*Job*:
Reproduce verbatim the lines of the records from the line containing "target: blue france jersey" up to and including the line containing "1035 251 L 1056", and nothing else.

*Stored rows*:
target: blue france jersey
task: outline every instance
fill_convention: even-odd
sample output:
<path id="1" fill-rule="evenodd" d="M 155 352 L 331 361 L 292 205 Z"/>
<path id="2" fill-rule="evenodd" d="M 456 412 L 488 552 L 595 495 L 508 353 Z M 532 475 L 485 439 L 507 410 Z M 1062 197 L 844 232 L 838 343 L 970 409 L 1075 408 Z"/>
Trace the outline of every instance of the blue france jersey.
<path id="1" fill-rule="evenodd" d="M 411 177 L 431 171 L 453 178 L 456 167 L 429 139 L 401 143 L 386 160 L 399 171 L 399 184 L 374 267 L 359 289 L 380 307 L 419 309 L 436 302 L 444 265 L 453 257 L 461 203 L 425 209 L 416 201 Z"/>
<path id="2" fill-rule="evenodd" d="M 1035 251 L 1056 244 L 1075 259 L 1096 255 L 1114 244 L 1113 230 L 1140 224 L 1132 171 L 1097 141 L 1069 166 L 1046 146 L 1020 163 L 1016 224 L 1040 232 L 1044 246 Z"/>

---

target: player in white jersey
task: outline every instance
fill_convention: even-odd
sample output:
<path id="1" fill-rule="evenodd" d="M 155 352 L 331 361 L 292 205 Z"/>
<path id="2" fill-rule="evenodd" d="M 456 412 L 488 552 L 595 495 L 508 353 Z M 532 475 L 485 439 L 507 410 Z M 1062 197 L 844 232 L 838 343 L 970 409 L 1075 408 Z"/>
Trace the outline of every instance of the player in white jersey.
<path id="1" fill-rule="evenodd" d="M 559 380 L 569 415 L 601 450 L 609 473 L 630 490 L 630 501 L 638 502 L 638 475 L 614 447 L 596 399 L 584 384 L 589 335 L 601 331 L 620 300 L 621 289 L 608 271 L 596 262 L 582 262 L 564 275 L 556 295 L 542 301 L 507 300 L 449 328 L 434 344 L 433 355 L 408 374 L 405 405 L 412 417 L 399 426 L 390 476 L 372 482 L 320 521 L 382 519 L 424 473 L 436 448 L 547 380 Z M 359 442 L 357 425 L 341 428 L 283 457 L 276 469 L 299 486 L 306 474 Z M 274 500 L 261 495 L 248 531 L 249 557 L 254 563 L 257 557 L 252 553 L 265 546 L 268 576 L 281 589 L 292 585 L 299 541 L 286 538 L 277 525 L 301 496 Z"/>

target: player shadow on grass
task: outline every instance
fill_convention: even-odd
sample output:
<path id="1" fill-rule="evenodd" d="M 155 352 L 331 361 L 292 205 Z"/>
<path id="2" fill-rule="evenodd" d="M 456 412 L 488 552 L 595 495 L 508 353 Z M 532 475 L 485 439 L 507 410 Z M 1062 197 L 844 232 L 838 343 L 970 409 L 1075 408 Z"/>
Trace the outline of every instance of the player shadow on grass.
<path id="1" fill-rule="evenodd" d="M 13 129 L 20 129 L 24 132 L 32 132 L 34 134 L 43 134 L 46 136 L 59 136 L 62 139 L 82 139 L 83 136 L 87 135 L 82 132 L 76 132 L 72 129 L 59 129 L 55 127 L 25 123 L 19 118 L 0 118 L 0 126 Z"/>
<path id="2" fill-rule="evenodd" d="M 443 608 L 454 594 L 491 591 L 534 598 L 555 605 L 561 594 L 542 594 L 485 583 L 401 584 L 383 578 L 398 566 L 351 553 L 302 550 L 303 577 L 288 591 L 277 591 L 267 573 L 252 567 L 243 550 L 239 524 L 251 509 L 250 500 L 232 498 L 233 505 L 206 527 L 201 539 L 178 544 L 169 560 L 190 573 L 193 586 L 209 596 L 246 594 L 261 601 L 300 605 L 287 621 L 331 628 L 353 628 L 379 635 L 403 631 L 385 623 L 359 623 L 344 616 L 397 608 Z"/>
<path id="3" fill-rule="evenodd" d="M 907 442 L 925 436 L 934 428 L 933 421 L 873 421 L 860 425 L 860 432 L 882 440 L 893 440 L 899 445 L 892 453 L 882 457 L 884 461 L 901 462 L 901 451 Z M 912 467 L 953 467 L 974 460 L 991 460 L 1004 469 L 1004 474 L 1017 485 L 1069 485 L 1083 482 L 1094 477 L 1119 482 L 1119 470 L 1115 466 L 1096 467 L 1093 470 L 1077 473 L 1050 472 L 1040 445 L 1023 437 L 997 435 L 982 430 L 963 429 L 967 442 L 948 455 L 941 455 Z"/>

...

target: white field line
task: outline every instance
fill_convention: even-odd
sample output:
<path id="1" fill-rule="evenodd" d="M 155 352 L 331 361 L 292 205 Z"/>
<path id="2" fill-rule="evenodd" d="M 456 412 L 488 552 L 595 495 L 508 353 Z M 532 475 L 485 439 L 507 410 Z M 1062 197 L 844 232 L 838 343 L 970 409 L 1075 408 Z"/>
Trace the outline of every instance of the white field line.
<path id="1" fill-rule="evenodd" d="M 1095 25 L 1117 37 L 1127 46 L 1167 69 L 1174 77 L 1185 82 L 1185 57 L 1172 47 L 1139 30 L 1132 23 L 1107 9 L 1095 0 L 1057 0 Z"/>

*Solution to this problem*:
target: blue france jersey
task: outline every instance
fill_convention: even-odd
sample output:
<path id="1" fill-rule="evenodd" d="M 155 352 L 331 361 L 292 205 Z"/>
<path id="2" fill-rule="evenodd" d="M 456 412 L 488 552 L 595 495 L 508 353 Z M 532 475 L 485 439 L 507 410 Z M 1062 197 L 844 232 L 838 343 L 970 409 L 1075 408 Z"/>
Trace the outline of every instance of the blue france jersey.
<path id="1" fill-rule="evenodd" d="M 411 177 L 431 171 L 453 178 L 456 167 L 429 139 L 401 143 L 386 160 L 399 171 L 399 184 L 374 267 L 359 289 L 380 307 L 419 309 L 436 302 L 444 265 L 453 257 L 461 203 L 425 209 L 416 201 Z"/>
<path id="2" fill-rule="evenodd" d="M 1035 251 L 1056 244 L 1075 259 L 1096 255 L 1114 244 L 1113 230 L 1140 224 L 1132 171 L 1097 141 L 1069 166 L 1046 146 L 1020 163 L 1016 224 L 1040 232 L 1044 246 Z"/>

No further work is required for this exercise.